▶ **EXERCISE INPUTS**
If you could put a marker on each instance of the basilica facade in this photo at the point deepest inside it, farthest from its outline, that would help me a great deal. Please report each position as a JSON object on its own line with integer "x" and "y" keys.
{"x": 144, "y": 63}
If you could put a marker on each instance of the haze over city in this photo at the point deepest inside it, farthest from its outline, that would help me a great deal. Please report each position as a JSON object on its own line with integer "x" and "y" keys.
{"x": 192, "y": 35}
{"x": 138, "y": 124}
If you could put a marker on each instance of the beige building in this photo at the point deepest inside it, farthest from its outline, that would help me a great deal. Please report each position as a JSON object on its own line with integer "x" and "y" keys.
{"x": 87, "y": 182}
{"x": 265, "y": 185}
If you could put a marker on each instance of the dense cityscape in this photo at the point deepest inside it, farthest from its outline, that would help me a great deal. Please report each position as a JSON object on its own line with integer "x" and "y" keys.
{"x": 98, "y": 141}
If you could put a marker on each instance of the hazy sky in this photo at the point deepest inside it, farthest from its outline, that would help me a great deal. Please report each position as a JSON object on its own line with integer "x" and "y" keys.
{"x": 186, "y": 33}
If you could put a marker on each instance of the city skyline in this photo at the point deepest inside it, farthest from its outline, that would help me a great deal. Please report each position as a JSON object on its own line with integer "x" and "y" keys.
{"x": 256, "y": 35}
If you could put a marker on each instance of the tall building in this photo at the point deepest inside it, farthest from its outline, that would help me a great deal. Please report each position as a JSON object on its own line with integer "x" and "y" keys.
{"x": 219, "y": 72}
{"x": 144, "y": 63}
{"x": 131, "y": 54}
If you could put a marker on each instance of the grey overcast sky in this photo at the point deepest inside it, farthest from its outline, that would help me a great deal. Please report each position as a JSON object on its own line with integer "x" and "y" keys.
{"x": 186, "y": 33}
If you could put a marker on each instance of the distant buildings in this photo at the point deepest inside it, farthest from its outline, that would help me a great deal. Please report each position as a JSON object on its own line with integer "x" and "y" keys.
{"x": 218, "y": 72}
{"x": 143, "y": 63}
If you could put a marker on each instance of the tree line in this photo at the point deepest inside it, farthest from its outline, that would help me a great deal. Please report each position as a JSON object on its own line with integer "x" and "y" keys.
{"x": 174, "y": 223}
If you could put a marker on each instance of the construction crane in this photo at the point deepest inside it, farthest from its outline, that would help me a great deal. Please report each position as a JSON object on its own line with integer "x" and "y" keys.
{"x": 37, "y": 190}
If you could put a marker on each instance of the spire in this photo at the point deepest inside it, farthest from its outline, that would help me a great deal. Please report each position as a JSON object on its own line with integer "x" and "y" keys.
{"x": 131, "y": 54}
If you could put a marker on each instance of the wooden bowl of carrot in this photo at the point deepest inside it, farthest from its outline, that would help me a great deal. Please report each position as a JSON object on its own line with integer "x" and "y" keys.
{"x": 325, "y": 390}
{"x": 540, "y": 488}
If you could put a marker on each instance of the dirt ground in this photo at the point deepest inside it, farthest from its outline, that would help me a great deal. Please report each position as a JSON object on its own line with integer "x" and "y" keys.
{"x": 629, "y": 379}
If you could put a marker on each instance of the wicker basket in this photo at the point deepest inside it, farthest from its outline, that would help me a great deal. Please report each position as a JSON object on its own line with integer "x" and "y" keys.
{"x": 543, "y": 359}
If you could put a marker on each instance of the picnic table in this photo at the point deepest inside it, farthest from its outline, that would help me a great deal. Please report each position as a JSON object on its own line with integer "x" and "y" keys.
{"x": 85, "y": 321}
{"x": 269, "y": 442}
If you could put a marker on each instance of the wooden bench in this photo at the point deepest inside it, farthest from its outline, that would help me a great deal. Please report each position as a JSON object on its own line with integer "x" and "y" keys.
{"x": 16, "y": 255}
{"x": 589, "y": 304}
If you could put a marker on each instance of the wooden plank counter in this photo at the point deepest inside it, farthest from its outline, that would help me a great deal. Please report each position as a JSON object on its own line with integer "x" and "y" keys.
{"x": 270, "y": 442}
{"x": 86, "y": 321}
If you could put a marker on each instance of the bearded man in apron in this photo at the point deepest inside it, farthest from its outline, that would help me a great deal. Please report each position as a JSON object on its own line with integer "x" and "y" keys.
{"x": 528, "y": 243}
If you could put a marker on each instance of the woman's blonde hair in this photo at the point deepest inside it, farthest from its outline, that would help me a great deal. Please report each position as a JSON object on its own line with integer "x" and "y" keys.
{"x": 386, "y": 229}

▶ **OBJECTIVE**
Above are the records; retype them all without a single difference.

▶ **THE RESPONSE**
If you could put a marker on each instance of the basilica facade in this photo at the point deepest inside it, farthest from its outline, that would help me a great deal. Please report each position as a JSON object on its own line with integer "x" and "y" keys.
{"x": 144, "y": 63}
If you could put a marker on each instance of the haze over city in this photo at the point deepest inside it, farthest from its outline, that would help me a great deal. Please report each position as a JSON object on its own line with integer "x" and "y" keys.
{"x": 192, "y": 35}
{"x": 138, "y": 124}
If you could put a marker on each instance of the beige building in this photo at the point deepest inside it, farthest from its outline, that would help me a great deal. Please report each position as a JSON object on its own line with integer "x" and "y" keys.
{"x": 87, "y": 182}
{"x": 265, "y": 185}
If you could put a marker on each instance of the dense cityscape in this photo at the point deepest inside it, farthest from its outline, that would help me a great deal. Please report each position as a JSON object on its own line with integer "x" and "y" keys.
{"x": 98, "y": 141}
If you could put a marker on each instance of the hazy sky in this photo at the point deepest inside it, farthest from its outline, that would help me a great deal. Please report each position as a JSON object on its own line with integer "x" and "y" keys.
{"x": 186, "y": 33}
If you could put a marker on each instance of the city skyline in this photo at the point deepest inside it, farthest from its outline, that would help me a great deal. Please report each position as a JSON object on its own line with integer "x" and "y" keys.
{"x": 256, "y": 35}
If you could put a marker on each instance of the tall building in this photo at the point deepest inside it, farthest from its outline, that would help me a great deal. Please report each position as a JSON object on its own line with integer "x" and "y" keys.
{"x": 219, "y": 72}
{"x": 144, "y": 63}
{"x": 131, "y": 54}
If you could put a marker on each instance of the grey overcast sky in this photo at the point deepest inside it, farthest from its outline, that would help me a great deal. Please report each position as a JSON object on its own line with integer "x" and "y" keys.
{"x": 186, "y": 33}
If you could put a marker on each instance of the distant buildings in this photo at the point deepest inside it, farthest from its outline, that would help me a great deal. Please report each position as a JSON object on its own line with integer "x" and "y" keys.
{"x": 218, "y": 72}
{"x": 143, "y": 63}
If you could put a marker on each instance of the tree line in this photo at the point deepest inside it, farthest from its outline, that would help me a great deal. Please report each position as a JSON object on its own line with integer "x" and "y" keys.
{"x": 174, "y": 223}
If you could put a marker on each instance of the construction crane in this photo at the point deepest inside it, farthest from its outline, that would help me a great deal. Please report each position as a JSON object on its own line with integer "x" and "y" keys.
{"x": 37, "y": 190}
If you could put a marker on each instance of the spire in this photo at the point deepest inside it, farthest from its outline, that would help me a great deal. Please report each position as a JSON object on its own line with integer "x" and "y" keys.
{"x": 131, "y": 54}
If you could put a marker on each instance of the wooden bowl of carrot in this photo at the point deepest inside it, farthest from its outline, that would help me a great deal. Please report each position as a JSON object on its own line with integer "x" and "y" keys.
{"x": 325, "y": 390}
{"x": 540, "y": 488}
If you could put a marker on each instance of the dirt ground in this photo at the point deepest inside it, farthest from its outline, that would help me a great deal. Please report each position as a JSON object on its own line with integer "x" and "y" keys.
{"x": 629, "y": 379}
If you could put a marker on each instance of the wicker basket in this photo at the point deepest inside it, farthest from its outline, that would help me a great deal. Please report each position as a JSON object on its own line with integer "x" and "y" keys.
{"x": 543, "y": 359}
If you could put a marker on each instance of the picnic table in this photo at the point deepest inside it, farthest from its outline, that would help me a great deal. Please report each position as a JSON object on its own line with integer "x" and "y" keys.
{"x": 85, "y": 321}
{"x": 269, "y": 442}
If you could put a marker on each instance of the wooden bench in this photo at the point deepest inside it, farthest from its outline, that would help me a great deal. Please report each position as a JSON object on its own line with integer "x" and "y" keys.
{"x": 16, "y": 255}
{"x": 589, "y": 304}
If you could put a marker on each instance of the wooden plank counter in this photo at the point deepest inside it, farthest from its outline, that would help me a great deal. Please report each position as a JSON object on its own line with integer "x" and "y" keys.
{"x": 270, "y": 442}
{"x": 86, "y": 321}
If you could put a marker on each instance of the bearded man in apron in this photo at the point deepest inside it, farthest from its outline, that would help me a great deal. Please report each position as a JSON object on its own line with integer "x" and "y" keys.
{"x": 528, "y": 243}
If you could put a marker on each instance of the woman's blonde hair in this photo at the point deepest inside it, farthest from its outline, that would help me a great deal. Please report each position as a JSON object on its own line with integer "x" and "y" keys.
{"x": 386, "y": 229}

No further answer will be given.